──────── INPUT ────────

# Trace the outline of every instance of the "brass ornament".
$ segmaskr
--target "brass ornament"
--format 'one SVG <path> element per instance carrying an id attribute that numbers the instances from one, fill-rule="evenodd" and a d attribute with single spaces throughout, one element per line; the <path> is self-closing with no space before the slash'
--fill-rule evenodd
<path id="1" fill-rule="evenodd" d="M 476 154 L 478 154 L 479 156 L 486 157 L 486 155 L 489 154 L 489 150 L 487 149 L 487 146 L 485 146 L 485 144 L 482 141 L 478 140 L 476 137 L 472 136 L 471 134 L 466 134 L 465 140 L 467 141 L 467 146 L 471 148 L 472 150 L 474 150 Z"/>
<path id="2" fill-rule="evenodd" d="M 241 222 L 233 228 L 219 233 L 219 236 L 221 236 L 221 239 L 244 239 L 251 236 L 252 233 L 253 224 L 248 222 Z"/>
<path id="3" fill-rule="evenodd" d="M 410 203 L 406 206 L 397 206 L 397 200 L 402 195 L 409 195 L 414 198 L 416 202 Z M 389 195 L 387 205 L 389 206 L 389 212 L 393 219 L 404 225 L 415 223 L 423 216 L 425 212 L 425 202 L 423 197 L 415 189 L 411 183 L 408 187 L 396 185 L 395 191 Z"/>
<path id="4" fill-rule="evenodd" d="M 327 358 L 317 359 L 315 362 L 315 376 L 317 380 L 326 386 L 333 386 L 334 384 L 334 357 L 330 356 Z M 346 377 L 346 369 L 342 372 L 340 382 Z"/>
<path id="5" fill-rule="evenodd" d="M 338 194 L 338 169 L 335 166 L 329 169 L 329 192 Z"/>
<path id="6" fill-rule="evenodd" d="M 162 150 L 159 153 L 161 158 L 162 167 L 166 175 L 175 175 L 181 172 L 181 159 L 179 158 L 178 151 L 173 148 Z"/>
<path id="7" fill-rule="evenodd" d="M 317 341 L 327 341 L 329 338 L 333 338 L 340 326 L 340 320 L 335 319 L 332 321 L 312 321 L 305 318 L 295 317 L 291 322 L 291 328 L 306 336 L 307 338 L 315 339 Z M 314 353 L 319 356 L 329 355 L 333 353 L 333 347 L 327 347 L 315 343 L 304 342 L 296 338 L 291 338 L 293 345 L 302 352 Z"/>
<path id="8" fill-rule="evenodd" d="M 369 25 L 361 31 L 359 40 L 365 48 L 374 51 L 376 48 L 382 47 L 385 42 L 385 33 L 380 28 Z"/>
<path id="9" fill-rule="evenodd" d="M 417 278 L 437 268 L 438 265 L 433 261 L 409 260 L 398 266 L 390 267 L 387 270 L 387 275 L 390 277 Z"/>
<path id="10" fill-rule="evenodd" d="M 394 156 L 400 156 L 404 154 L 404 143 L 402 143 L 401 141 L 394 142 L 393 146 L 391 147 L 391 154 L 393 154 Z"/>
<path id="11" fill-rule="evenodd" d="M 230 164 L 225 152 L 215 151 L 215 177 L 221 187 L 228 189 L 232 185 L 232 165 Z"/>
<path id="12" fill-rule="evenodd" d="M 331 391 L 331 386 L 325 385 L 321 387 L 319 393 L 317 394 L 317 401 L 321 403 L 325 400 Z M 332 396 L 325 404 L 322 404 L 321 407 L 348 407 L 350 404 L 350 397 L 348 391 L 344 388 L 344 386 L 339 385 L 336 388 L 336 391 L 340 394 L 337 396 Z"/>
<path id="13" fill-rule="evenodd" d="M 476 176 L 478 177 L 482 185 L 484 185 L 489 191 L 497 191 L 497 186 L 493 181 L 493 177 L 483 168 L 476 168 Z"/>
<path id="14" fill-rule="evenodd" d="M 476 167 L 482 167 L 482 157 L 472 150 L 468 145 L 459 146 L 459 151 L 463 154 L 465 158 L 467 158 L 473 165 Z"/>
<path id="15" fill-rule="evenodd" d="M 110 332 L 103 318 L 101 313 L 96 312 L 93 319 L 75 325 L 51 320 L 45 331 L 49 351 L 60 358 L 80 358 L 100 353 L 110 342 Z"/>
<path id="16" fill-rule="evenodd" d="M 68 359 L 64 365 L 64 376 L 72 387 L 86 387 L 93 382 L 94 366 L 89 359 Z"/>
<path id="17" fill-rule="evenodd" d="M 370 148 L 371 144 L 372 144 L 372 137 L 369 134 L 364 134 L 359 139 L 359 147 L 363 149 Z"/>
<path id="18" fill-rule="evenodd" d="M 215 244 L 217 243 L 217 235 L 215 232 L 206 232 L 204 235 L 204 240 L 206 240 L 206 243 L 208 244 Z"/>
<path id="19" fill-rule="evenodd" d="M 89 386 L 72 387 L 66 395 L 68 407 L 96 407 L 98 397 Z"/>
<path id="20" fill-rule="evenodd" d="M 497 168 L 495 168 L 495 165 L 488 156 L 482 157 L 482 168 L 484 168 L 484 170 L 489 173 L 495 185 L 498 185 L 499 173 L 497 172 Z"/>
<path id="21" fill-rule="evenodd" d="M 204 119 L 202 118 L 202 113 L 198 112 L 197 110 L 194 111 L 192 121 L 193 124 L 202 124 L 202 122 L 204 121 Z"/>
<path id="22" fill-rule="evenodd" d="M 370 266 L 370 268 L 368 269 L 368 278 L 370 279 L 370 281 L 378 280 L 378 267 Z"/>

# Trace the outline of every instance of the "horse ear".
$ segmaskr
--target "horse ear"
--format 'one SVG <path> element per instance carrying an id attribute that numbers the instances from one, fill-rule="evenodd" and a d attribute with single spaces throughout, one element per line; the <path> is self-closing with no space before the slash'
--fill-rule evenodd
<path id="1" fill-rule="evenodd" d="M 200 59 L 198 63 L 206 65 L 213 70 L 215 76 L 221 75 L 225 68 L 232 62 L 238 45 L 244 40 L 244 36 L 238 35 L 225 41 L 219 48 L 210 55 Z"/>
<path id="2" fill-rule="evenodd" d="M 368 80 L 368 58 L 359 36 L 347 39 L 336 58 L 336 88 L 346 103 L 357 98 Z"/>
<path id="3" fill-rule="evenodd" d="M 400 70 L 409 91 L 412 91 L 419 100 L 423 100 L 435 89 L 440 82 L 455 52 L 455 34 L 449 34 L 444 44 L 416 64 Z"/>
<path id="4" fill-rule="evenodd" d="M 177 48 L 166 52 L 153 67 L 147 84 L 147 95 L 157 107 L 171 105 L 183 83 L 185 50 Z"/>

────────

WHAT TO DO.
From the entries above, copy each line holding "horse".

THE ANSWER.
# Trace the outline of every instance of the "horse ear".
--target "horse ear"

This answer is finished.